*SOURCE PASSAGE:*
#####

3rd Aug 2024 Games Day - Antiquity
by Robin. Sat, 3 Aug (Updated at Sat, 3 Aug)How many of us have played Antiquity? For a 20-year-old game it continues fairly high on BGG's rankings, and I can see from the club guild's collection that we have 4 copies between us; so maybe a few. It was new to me, but unlike Mosaic earlier in the week, which everyone else has been playing for the last couple of months, I can sound reasonably clued-up about this one.
We were a bunch of city states, in (I think) pre-Reformation Italy. Officially the aim was to be the best civilisation, obstruct the others and achieve our own specific win conditions first - so in that sense a bit like our chronological successor Here I Stand, which was being played downstairs. But practically the aim was to stay alive and not run out of food and building space, which we only partially managed.
It's ultimately an engine building game, but with the rather nice twist that, the bigger it gets, the more your engine tries to tear itself to pieces before you can use it. The engine harvests resources, which come from the land around your cities; but each resource you farm/fish/mine leaves the land barren and useless afterwards. So your countryside steadily fills up with this "pollution", while your cities fill up with graves, for all the people you don't manage to feed. The idea is that this forces you all into a race for building space, while also racing to complete your victory conditions.
That was the idea. Unfortunately, the starting setup means that you spend at least the first half of the game playing your own individual game with almost no interaction with other players. Possibly with 4 pros it would have been different; but only one of us had ever played the game before, and so it took us a while to get into a position where our territories overlapped. The Splotter game I know best is Bus, which is dominated by player interaction; and I was a bit disappointed to spend so long effectively playing a solo game in this one.

#####

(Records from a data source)
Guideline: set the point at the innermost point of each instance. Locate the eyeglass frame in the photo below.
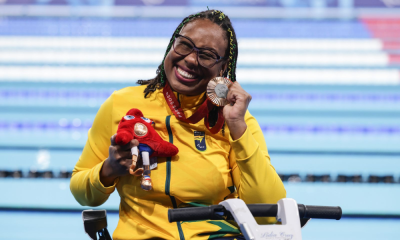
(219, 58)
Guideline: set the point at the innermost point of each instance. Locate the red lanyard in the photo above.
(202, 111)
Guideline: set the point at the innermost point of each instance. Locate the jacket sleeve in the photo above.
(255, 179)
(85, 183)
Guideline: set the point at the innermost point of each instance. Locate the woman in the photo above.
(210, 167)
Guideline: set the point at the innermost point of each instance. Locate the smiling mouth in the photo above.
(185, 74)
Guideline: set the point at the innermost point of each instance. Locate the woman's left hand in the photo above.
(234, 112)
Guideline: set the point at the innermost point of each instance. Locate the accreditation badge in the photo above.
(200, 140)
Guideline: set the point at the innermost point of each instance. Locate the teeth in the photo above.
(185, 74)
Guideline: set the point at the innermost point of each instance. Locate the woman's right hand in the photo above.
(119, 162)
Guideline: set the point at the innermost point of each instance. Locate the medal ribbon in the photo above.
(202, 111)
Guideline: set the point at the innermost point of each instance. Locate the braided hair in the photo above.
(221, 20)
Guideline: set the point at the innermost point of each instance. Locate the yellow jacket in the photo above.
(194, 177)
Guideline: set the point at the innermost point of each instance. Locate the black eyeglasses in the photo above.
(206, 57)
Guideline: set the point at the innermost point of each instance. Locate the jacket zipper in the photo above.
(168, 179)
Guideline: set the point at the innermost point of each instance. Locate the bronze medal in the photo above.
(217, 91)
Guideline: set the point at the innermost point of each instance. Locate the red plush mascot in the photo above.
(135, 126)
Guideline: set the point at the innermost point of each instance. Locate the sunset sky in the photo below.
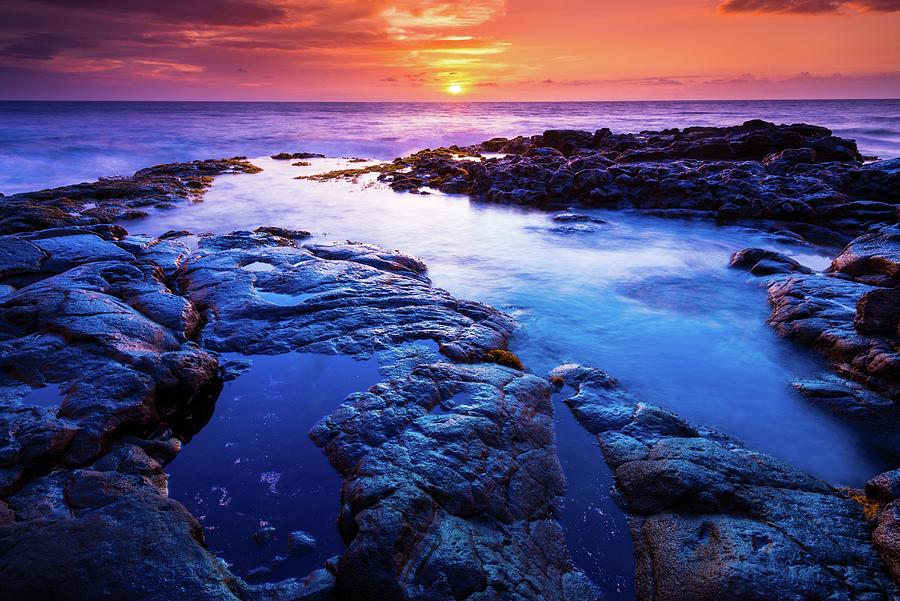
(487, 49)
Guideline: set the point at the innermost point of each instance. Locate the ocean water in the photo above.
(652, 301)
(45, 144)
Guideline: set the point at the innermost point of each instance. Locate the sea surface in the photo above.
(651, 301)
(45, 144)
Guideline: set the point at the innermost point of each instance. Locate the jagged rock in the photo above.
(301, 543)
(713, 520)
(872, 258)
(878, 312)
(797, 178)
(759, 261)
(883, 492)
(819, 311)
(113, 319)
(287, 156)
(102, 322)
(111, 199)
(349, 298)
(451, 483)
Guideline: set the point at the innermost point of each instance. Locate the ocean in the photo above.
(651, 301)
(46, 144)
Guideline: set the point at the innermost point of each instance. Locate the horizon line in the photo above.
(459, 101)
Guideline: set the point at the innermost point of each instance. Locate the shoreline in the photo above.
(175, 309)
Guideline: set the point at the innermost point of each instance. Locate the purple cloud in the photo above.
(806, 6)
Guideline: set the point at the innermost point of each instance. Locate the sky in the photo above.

#####

*BRIEF 1:* According to the games day post, how many copies of Antiquity are in the club guild's collection?
*BRIEF 2:* Reproduce the part of the games day post between "It's ultimately an" and "your victory conditions.", inclusive.
*BRIEF 3:* Using the games day post, explain why the players had almost no interaction with each other for at least the first half of the game.

*WRITTEN ANSWER 1:* Four copies.

*WRITTEN ANSWER 2:*
It's ultimately an engine building game, but with the rather nice twist that, the bigger it gets, the more your engine tries to tear itself to pieces before you can use it. The engine harvests resources, which come from the land around your cities; but each resource you farm/fish/mine leaves the land barren and useless afterwards. So your countryside steadily fills up with this "pollution", while your cities fill up with graves, for all the people you don't manage to feed. The idea is that this forces you all into a race for building space, while also racing to complete your victory conditions.

*WRITTEN ANSWER 3:* The starting setup leaves each player playing an individual game at first. Only one of the group had played before, so it took them a while to reach a position where their territories overlapped.